▸ STATED TASK:
Repeat every entry word for word, but leave the images out of your copy.

** Start RECORDS SHOWN **

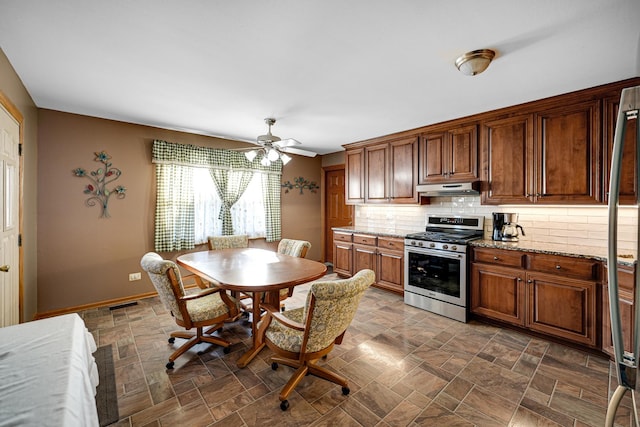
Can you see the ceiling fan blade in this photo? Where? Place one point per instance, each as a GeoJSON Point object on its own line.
{"type": "Point", "coordinates": [298, 151]}
{"type": "Point", "coordinates": [287, 142]}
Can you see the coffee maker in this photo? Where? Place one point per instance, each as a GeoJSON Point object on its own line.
{"type": "Point", "coordinates": [505, 227]}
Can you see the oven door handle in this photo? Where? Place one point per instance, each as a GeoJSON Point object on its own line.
{"type": "Point", "coordinates": [441, 254]}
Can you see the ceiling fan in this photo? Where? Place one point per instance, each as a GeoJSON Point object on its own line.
{"type": "Point", "coordinates": [273, 147]}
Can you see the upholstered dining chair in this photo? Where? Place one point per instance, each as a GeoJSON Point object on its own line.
{"type": "Point", "coordinates": [301, 336]}
{"type": "Point", "coordinates": [228, 242]}
{"type": "Point", "coordinates": [297, 248]}
{"type": "Point", "coordinates": [208, 308]}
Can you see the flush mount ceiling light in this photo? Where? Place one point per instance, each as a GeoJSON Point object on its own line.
{"type": "Point", "coordinates": [475, 62]}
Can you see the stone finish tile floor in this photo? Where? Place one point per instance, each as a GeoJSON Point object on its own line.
{"type": "Point", "coordinates": [405, 366]}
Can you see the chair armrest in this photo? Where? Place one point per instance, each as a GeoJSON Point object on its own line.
{"type": "Point", "coordinates": [286, 321]}
{"type": "Point", "coordinates": [203, 293]}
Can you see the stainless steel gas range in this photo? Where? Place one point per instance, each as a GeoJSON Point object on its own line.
{"type": "Point", "coordinates": [436, 265]}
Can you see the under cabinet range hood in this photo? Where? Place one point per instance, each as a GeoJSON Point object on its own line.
{"type": "Point", "coordinates": [453, 189]}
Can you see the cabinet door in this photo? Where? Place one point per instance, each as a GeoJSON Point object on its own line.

** End RECORDS SHOWN **

▸ FINISHED TASK:
Can you see the ceiling fan blade in this photo? Where? Place one point per instance, each as a GeoJSON Point object on its own line.
{"type": "Point", "coordinates": [298, 151]}
{"type": "Point", "coordinates": [287, 142]}
Can you see the coffee maker in this photo? Where? Place one point per instance, each as a GeoJSON Point object on its own line.
{"type": "Point", "coordinates": [505, 227]}
Can you see the oven door handle in this photo? Where? Place one point per instance, each as a GeoJSON Point object on its own line.
{"type": "Point", "coordinates": [441, 254]}
Can you see the ceiling fan in this photo? Where? Place one point per instance, each as a GeoJSON Point object on its own line.
{"type": "Point", "coordinates": [273, 147]}
Can you see the upholstered dining chair in this photo? Where? Place one point per instance, each as a GeoJSON Point object on its own line.
{"type": "Point", "coordinates": [301, 336]}
{"type": "Point", "coordinates": [228, 242]}
{"type": "Point", "coordinates": [297, 248]}
{"type": "Point", "coordinates": [208, 308]}
Can you see the flush mount ceiling light in this photo? Where? Place one point per instance, each as a GeoJSON Point object on its own line.
{"type": "Point", "coordinates": [475, 62]}
Can you see the stone finish tile floor in this photo? Where? Place one point per instance, each as a GeoJSON Point object on its own line.
{"type": "Point", "coordinates": [405, 366]}
Can you see the chair armrest in this photo? Where? Place one point per instance, each as a GeoJSON Point object on its own line.
{"type": "Point", "coordinates": [286, 321]}
{"type": "Point", "coordinates": [203, 293]}
Can you see the stainless steel gas range in this photo? Where? Place one point per instance, each as a GeoJSON Point object on its own line.
{"type": "Point", "coordinates": [436, 265]}
Can you see the under cabinet range hood in this photo? Where? Place one point per instance, each as a GeoJSON Point object on its own line.
{"type": "Point", "coordinates": [453, 189]}
Can you see the cabinet door in this photo? Where? Place one point per instance, each as a GeoJSON Point object on its own line.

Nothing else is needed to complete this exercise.